**PROVIDED INFORMATION**.
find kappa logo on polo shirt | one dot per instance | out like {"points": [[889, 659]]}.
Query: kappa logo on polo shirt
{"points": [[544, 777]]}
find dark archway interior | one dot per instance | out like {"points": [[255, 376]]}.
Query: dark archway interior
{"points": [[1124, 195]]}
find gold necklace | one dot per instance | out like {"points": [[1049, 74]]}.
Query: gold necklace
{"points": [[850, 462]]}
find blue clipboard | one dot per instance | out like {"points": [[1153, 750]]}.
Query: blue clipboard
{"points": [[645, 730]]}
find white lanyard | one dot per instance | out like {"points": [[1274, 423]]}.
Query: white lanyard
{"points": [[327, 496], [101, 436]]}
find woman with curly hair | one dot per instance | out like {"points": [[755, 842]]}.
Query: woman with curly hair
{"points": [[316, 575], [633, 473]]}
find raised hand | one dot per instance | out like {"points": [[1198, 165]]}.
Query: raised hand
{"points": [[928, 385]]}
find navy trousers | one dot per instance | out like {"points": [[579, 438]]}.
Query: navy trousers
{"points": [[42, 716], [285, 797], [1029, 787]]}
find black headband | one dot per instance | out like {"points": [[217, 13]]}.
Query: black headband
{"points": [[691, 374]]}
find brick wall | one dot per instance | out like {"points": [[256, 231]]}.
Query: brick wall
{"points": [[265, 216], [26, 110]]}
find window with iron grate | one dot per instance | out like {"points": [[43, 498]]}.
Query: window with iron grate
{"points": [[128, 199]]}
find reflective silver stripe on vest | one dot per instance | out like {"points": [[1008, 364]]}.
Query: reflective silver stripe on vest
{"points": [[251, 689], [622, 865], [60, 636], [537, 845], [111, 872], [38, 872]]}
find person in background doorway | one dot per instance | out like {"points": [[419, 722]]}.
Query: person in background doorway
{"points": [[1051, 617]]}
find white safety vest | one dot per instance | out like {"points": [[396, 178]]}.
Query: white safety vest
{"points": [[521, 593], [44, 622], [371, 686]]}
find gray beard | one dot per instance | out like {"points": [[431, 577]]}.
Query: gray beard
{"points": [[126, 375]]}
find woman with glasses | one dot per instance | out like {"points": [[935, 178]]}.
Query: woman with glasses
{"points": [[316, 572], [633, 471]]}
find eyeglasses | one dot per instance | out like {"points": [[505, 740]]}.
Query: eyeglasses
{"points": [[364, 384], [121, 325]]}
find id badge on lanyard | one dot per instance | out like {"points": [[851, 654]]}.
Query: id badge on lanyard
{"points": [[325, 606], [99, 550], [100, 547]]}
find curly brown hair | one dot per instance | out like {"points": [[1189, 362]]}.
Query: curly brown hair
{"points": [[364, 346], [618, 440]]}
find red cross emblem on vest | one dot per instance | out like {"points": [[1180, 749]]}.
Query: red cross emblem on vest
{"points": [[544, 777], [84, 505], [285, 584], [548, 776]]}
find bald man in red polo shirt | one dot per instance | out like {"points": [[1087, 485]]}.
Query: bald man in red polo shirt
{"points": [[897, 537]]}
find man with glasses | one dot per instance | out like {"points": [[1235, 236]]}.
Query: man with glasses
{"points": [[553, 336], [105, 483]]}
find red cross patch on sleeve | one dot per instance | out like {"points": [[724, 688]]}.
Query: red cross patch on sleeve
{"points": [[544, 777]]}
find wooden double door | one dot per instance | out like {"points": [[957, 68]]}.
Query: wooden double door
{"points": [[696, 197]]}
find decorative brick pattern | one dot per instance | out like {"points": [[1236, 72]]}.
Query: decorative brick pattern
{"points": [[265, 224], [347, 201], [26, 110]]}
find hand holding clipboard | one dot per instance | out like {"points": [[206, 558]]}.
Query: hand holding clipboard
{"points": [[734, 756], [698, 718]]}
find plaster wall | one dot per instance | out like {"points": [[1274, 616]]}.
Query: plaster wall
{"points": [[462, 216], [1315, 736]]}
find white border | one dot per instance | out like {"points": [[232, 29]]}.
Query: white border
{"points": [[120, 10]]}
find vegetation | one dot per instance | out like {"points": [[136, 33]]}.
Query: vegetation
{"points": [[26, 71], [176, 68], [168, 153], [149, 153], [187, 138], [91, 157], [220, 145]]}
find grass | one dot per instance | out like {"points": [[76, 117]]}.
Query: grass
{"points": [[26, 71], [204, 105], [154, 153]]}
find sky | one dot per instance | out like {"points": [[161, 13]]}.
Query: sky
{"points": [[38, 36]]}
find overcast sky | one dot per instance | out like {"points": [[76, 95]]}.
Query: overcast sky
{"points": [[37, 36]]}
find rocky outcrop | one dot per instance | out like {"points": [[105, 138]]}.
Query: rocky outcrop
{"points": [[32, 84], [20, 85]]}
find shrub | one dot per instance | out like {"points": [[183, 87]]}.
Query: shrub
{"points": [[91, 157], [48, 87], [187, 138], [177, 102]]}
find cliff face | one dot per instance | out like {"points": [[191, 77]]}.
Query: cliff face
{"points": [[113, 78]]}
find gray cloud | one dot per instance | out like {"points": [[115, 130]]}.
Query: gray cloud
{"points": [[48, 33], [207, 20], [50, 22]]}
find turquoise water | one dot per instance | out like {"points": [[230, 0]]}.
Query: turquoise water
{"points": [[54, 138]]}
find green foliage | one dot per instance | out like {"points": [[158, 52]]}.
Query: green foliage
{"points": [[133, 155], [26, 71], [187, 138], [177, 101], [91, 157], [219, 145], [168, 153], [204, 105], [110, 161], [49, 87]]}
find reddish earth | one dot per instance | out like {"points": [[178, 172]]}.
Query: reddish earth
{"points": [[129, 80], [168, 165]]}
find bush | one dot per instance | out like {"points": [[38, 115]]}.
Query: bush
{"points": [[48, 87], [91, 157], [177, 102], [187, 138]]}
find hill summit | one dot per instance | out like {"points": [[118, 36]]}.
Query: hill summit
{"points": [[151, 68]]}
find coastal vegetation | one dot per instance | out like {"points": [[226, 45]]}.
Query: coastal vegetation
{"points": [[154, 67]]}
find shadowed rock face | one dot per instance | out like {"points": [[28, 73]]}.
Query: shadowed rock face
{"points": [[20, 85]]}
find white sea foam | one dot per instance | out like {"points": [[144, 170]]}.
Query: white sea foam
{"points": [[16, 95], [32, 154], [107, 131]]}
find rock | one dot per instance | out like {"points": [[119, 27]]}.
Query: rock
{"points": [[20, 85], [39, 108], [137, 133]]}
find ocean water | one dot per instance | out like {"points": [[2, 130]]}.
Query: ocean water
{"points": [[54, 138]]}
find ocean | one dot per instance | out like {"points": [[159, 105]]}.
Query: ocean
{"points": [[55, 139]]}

**WRITTEN PROBLEM**.
Print every line of the material above again, unchanged and in the same order.

**SOLUTION FOR THIS EXERCISE**.
find kappa logo on polo shirt | one dot per instance | out like {"points": [[889, 659]]}.
Query: kappa logo on polo shirt
{"points": [[544, 777]]}
find dark archway interior | one dot per instance | out like {"points": [[255, 376]]}.
Query: dark archway interior
{"points": [[1124, 195]]}
find gold necklace | one dot per instance | out like {"points": [[1049, 74]]}.
Query: gold necklace
{"points": [[850, 462]]}
find blue clipboard | one dot per instance | out like {"points": [[1153, 750]]}.
Query: blue clipboard
{"points": [[645, 730]]}
find white lanyard | one dot per instance | out like {"points": [[1274, 423]]}.
Query: white lanyard
{"points": [[327, 496], [101, 436]]}
find woman with curly hair | one dot per instance | out like {"points": [[755, 842]]}.
Query: woman with curly hair
{"points": [[316, 575], [633, 473]]}
find raised hand | one dot per instance | out like {"points": [[1198, 165]]}.
Query: raised hand
{"points": [[928, 385]]}
find navy trousers | one dot per instance | out like {"points": [[579, 438]]}.
Query: navy trousers
{"points": [[42, 716], [285, 797], [1029, 787]]}
find black headband | one dot per instance | out like {"points": [[217, 13]]}.
Query: black headband
{"points": [[691, 374]]}
find brick wall | one dot per instance | out like {"points": [[256, 231]]}.
Query: brick wall
{"points": [[265, 216], [26, 110]]}
find window with iron grate | one dot per instance | out like {"points": [[43, 498]]}.
Query: window with iron grate
{"points": [[128, 199]]}
find reflective silver stripe on vest | one dot per instance | out like {"points": [[1008, 364]]}.
Query: reflective silver stripe on vest
{"points": [[251, 689], [622, 865], [60, 636], [537, 845], [111, 872], [38, 872]]}
find person in background doorway | one dot per instance | out like {"points": [[419, 722]]}.
Query: person in background doorway
{"points": [[1051, 617]]}
find white safety vest | one dot per instance | out like {"points": [[396, 178]]}.
Query: white safety vest
{"points": [[521, 593], [44, 622], [371, 686]]}
find gray beard | one dot per instance | out like {"points": [[431, 577]]}.
Query: gray beard
{"points": [[126, 375]]}
find woman with glasses | one dot per instance | out like {"points": [[935, 178]]}.
Query: woman with glasses
{"points": [[316, 572], [633, 471]]}
find eyeglasses | one dot per instance | out like {"points": [[505, 740]]}.
Query: eyeglasses
{"points": [[364, 384], [121, 325]]}
find id badge on lanyard | one dot per instance | out like {"points": [[851, 654]]}.
Query: id badge on lanyard
{"points": [[325, 606], [99, 550], [100, 547]]}
find curly brown hair | one dot per instance | out like {"points": [[1189, 362]]}.
Query: curly brown hair
{"points": [[364, 346], [618, 440]]}
find red cross emblem on vest | one dot per instance | out like {"points": [[1180, 749]]}.
Query: red cross emblem on vest
{"points": [[544, 777], [84, 505], [285, 584], [548, 776]]}
find bald man in red polo shirt | one dot per instance | out like {"points": [[1087, 485]]}.
Query: bald man in red polo shirt
{"points": [[897, 537]]}
find man with glasses | one dot per instance | out like {"points": [[1235, 236]]}.
Query: man with glasses
{"points": [[553, 336], [105, 483]]}
find red cross patch on sleeve | one dot per instance | out like {"points": [[724, 688]]}.
Query: red cross patch on sleeve
{"points": [[544, 777]]}
find wooden double door | one dot per instance | out like {"points": [[957, 68]]}.
Query: wooden double door
{"points": [[696, 197]]}
find decorative brick pattern | one dot per instance | out like {"points": [[1236, 72]]}.
Query: decorative brick pattern
{"points": [[265, 224], [347, 201], [26, 110]]}
find hand holding clipboard | one dot per instance | out like {"points": [[206, 558]]}.
Query: hand holding clipboard
{"points": [[734, 756], [698, 718]]}
find plaster wall | one dot per instance | out like {"points": [[1274, 616]]}.
Query: plaster wall
{"points": [[462, 216], [1315, 736]]}
find white border | one dot per instance | out like {"points": [[232, 29]]}.
Query: white border
{"points": [[120, 10]]}
find vegetation | one dot per instance | out like {"points": [[136, 33]]}.
Query: vegetation
{"points": [[26, 71], [176, 68], [168, 153], [149, 153], [187, 138], [91, 157], [220, 145]]}
find grass | one dot per instance | out like {"points": [[76, 117]]}.
Query: grass
{"points": [[26, 71], [204, 105], [154, 153]]}
find sky | one dot per instance | out like {"points": [[161, 13]]}.
Query: sky
{"points": [[38, 36]]}
find overcast sky | one dot per instance | out like {"points": [[76, 95]]}.
Query: overcast sky
{"points": [[37, 36]]}
find rocky outcrop | one dot per instance | out like {"points": [[105, 138]]}.
Query: rocky outcrop
{"points": [[32, 84], [20, 85]]}
find shrub | one dot per instance | out like {"points": [[183, 87]]}.
Query: shrub
{"points": [[91, 157], [48, 87], [187, 138], [177, 102]]}
find cliff face | one dot per instance | out like {"points": [[191, 77]]}.
Query: cliff face
{"points": [[113, 78]]}
find gray cloud | one dot per instance | out like {"points": [[115, 130]]}.
Query: gray cloud
{"points": [[48, 33], [207, 20], [50, 22]]}
find turquoise water | one dot per instance | out like {"points": [[230, 0]]}.
Query: turquoise water
{"points": [[54, 138]]}
find green foliage | one dot per instance | out like {"points": [[158, 52]]}.
Query: green foliage
{"points": [[133, 155], [26, 71], [187, 138], [177, 101], [91, 157], [219, 145], [168, 153], [204, 105], [110, 161], [49, 87]]}
find reddish earth | one dot per instance | out like {"points": [[178, 172]]}.
Query: reddish earth
{"points": [[129, 80], [168, 165]]}
find bush | one dot per instance | out like {"points": [[38, 115]]}.
Query: bush
{"points": [[48, 87], [91, 157], [177, 102], [187, 138]]}
find hill summit | one dot per instance | out like {"points": [[118, 36]]}.
Query: hill summit
{"points": [[151, 68]]}
find coastal vegetation | one dot per instance | out like {"points": [[226, 45]]}.
Query: coastal vegetation
{"points": [[154, 67]]}
find shadowed rock face | one dot per instance | out like {"points": [[28, 73]]}.
Query: shadowed rock face
{"points": [[20, 85]]}
find white sea foam | one dot per instance | out like {"points": [[144, 170]]}.
Query: white sea foam
{"points": [[16, 95], [32, 154], [107, 131]]}
find rock | one dot per instance | out like {"points": [[119, 27]]}.
Query: rock
{"points": [[20, 85], [39, 108], [137, 133]]}
find ocean water | one dot per instance | out like {"points": [[2, 130]]}.
Query: ocean water
{"points": [[54, 138]]}
find ocean | one dot per instance | out like {"points": [[159, 105]]}.
Query: ocean
{"points": [[55, 139]]}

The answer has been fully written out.